# START OF Material for the task

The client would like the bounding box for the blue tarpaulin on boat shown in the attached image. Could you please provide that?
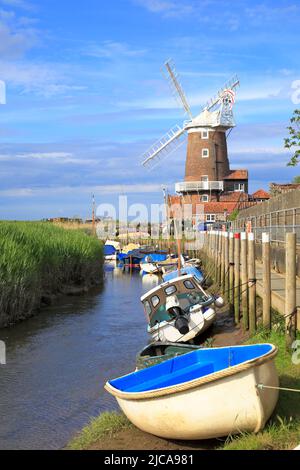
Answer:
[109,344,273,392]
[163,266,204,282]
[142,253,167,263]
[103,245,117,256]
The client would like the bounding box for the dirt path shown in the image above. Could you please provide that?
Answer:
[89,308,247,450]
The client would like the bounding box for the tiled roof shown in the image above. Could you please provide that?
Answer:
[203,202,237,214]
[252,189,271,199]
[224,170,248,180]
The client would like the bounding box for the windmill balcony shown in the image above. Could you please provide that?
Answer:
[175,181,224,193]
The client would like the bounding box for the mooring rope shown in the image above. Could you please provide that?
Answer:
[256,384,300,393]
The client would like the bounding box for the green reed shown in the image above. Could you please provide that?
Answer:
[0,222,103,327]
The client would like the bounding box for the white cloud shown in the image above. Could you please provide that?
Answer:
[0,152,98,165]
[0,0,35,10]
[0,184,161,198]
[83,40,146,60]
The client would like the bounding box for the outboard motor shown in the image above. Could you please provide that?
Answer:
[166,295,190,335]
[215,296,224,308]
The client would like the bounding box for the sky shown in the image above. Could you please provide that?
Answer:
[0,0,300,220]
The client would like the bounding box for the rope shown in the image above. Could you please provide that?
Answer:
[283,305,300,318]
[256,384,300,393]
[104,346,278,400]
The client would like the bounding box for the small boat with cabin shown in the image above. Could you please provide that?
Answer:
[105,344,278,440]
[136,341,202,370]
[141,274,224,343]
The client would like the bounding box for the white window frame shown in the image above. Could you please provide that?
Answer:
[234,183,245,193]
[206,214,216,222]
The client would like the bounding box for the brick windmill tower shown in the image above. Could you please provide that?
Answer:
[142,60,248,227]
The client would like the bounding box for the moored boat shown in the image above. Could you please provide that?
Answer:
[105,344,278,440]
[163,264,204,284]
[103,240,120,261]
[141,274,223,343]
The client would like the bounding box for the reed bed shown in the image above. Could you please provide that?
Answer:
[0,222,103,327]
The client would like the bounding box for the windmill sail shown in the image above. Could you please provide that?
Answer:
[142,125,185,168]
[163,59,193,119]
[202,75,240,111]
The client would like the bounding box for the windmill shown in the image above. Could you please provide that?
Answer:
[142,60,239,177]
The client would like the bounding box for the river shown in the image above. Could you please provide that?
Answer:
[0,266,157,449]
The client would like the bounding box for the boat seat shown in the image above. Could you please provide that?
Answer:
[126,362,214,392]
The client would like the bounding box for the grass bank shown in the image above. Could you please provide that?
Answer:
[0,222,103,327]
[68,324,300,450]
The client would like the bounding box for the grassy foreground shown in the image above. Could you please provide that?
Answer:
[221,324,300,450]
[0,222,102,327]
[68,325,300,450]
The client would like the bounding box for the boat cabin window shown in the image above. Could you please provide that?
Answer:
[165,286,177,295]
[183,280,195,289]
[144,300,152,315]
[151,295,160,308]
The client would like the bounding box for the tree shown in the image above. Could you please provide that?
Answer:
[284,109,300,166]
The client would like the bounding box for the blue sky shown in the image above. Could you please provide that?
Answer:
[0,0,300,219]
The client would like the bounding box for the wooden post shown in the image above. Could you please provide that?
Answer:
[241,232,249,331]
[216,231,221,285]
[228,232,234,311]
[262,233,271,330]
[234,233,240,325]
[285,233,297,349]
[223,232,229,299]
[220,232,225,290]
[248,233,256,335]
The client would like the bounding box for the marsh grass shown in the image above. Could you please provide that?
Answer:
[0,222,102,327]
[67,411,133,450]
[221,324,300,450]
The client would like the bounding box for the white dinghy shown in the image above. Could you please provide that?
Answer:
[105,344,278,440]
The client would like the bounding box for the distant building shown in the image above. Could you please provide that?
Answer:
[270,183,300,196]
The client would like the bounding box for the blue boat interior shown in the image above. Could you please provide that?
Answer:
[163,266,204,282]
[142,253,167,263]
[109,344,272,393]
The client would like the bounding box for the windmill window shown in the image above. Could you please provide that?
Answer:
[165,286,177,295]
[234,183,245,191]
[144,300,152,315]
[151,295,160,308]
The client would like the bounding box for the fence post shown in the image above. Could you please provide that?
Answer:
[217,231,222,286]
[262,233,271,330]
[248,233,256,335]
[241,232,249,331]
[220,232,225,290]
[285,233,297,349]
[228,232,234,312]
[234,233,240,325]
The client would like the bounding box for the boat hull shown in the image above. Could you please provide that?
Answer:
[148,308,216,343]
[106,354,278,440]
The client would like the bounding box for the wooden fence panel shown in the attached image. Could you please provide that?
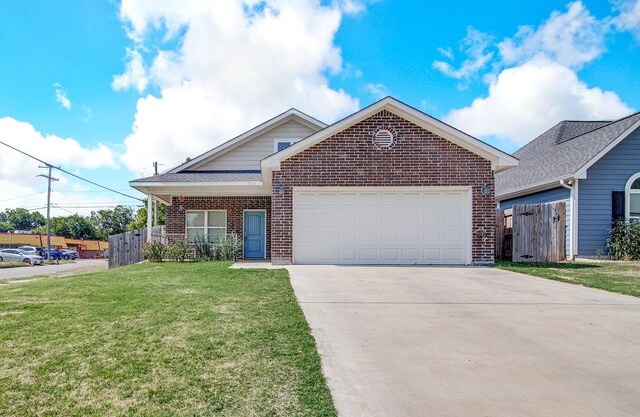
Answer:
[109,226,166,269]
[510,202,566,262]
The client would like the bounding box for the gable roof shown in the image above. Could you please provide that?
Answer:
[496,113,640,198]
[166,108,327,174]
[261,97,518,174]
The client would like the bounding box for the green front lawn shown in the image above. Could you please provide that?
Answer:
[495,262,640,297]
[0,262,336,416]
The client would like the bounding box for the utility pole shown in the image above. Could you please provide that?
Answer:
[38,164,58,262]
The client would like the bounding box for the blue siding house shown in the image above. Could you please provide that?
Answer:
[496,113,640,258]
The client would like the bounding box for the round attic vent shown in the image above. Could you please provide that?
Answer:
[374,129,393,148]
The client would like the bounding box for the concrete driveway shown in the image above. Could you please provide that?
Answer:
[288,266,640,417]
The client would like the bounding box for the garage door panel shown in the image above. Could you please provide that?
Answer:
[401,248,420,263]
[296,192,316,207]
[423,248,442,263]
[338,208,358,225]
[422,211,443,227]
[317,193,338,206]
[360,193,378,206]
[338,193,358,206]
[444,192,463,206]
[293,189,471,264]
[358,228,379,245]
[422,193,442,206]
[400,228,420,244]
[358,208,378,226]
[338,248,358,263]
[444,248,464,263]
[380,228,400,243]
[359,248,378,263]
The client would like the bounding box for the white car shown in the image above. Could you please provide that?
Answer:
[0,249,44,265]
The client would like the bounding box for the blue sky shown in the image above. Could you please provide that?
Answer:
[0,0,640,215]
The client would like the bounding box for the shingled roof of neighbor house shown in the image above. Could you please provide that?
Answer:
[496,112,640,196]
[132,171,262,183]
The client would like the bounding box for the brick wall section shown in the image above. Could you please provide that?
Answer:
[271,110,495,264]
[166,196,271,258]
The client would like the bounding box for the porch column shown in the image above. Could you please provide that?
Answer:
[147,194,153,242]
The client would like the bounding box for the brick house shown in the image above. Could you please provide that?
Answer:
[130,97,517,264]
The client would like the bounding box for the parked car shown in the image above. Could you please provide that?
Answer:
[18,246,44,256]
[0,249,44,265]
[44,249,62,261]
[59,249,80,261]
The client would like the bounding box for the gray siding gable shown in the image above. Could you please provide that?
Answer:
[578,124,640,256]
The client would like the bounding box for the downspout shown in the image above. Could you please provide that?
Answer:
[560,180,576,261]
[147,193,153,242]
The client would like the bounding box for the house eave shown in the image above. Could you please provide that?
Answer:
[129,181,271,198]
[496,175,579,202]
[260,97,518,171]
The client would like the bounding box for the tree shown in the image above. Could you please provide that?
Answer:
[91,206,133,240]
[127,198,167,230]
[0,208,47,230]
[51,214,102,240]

# END OF Material for the task

▶ **Do this**: Pull out the lines of the records verbatim, beginning at the line containing "The client would like the bounding box for the utility" and stopping after the line containing "[496,113,640,258]". Include both of those lines and nothing else.

▶ **Task result**:
The client would like the bounding box for the utility pole shown in the image above. Could you please provide that?
Answer:
[38,164,58,262]
The client would like the bounding box for the blue siding house shown in the image above. Could you please provide that?
Answer:
[496,113,640,258]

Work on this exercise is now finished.